▸ **Provided text**:
#####
Looking for a New Year's resolution?
If you want one that will actually improve your health, don't overwhelm yourself, advised employee assistance program expert Mark J. Sagor.
"Successfully changing eating, activity or smoking behaviors requires steady and sustained effort and the vagaries of motivation, and the persistence of habit frequently derail the process," he noted at the CompEAP blog.
"So if you can't rely on motivation to power your progress toward achieving your health goals what can you do? The answer is as powerful as it is counterintuitive: to make big gains you should start by thinking small."
That means that while you may have a sweeping end game in mind - losing 50 pounds, getting off insulin shots, running a marathon - a more modest New Year's resolution might be far more suitable.
Here are seven goals that are minor, yet beneficial. All of them will encourage sustained effort and help with larger goals down the road:
Start walking around at work
Sure, walking two or three miles a day would be a great habit for the New Year. But if you're not ready to immerse yourself in walking, How Stuff Works Health notes that "Significant health benefits can be realized by simply ceasing to sit and starting to move. The risk of developing heart disease, high blood pressure, non-insulin-dependent diabetes, and colon and breast cancers can be reduced just by becoming more physically active." These three habits from Health.com will start you in the right direction:
- Use the restroom one floor down (or up) at work instead of heading for the one just down the hall
- Ditto with your coffee
- Walk over to your coworker's desk instead of e-mailing her
Make a simple sugar-replacement shake each afternoon
To avoid the negative health impact of too much sugar in the diet - including higher risk of heart disease - the American Heart Association recommends a daily target of no more than six level teaspoons for women, and nine for men. But instead of a sweeping ban on all processed sugar, which is bound to backfire, resolve to take one simple step to cut down on sugar. AHA recommends sipping smoothies in the afternoon instead of having a sugary snack or sweetened coffee drink. Blend a half cup of frozen fruit (no added sugar) with 1/2 cup plain, unsweetened, low-fat Greek yogurt and 1/2 cup low-fat milk. Don't have a blender? Try mixing small pieces of fresh fruit with yogurt and milk and freezing for an hour.
#####
▸ **Prompt 1**:
Answer from the article on New Year's resolutions:
(a) Who advised readers not to overwhelm themselves?
(b) How many goals does the article present?
(c) What daily sugar target does the American Heart Association recommend for men?
▸ **Prompt 2**: Reproduce word for word the part of the article on New Year's resolutions that begins at the words "If you want" and ends after the words "far more suitable.".
Rely only on the article on New Year's resolutions.
#####
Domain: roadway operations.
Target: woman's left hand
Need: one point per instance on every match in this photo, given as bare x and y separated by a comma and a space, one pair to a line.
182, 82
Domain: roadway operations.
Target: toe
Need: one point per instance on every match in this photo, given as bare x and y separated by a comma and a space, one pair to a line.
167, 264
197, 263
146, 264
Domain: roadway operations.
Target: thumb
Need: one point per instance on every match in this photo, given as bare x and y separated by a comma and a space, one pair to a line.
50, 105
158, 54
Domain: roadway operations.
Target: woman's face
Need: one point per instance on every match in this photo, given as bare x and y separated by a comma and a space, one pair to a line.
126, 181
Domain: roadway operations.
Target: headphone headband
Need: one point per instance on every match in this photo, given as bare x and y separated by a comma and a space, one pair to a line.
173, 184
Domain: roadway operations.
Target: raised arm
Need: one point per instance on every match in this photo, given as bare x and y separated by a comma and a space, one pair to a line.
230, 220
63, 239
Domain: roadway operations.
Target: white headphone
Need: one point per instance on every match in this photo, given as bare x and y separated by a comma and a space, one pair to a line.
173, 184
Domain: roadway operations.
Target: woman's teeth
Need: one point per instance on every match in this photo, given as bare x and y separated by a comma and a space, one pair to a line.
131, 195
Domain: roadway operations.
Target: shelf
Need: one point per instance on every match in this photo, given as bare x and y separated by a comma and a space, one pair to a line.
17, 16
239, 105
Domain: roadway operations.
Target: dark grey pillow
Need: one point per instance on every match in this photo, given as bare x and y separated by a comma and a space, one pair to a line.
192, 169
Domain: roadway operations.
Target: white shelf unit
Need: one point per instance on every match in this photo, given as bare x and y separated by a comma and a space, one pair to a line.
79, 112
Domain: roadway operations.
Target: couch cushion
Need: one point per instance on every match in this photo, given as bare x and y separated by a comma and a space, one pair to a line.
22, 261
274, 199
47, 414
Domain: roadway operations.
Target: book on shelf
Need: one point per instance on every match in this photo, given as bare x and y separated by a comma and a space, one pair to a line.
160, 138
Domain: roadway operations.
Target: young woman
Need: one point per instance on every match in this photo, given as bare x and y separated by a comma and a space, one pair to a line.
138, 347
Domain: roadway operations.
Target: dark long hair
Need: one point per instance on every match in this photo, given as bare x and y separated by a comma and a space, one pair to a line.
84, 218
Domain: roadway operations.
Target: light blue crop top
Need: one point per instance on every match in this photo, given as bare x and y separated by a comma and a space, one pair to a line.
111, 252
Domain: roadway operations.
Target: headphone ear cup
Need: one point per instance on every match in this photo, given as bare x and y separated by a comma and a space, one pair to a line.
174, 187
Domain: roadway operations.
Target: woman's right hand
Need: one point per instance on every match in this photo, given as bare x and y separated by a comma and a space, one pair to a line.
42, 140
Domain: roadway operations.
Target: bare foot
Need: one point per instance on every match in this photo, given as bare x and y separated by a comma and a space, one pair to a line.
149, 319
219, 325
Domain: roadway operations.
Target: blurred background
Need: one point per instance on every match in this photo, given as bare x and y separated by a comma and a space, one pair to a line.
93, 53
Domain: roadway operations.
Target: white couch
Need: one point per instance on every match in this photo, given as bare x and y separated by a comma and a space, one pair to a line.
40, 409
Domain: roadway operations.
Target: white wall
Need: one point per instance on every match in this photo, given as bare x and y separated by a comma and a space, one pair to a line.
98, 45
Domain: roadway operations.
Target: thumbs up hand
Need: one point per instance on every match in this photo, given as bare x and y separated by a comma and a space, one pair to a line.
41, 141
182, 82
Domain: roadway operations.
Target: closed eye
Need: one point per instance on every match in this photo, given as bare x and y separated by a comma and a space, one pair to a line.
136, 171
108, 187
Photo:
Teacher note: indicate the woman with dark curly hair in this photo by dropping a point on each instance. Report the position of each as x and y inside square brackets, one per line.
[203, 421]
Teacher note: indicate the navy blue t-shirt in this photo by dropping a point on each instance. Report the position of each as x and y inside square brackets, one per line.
#####
▸ **Problem solution 1**:
(a) Mark J. Sagor, an employee assistance program expert
(b) Seven
(c) No more than nine level teaspoons

▸ **Problem solution 2**:
If you want one that will actually improve your health, don't overwhelm yourself, advised employee assistance program expert Mark J. Sagor.
"Successfully changing eating, activity or smoking behaviors requires steady and sustained effort and the vagaries of motivation, and the persistence of habit frequently derail the process," he noted at the CompEAP blog.
"So if you can't rely on motivation to power your progress toward achieving your health goals what can you do? The answer is as powerful as it is counterintuitive: to make big gains you should start by thinking small."
That means that while you may have a sweeping end game in mind - losing 50 pounds, getting off insulin shots, running a marathon - a more modest New Year's resolution might be far more suitable.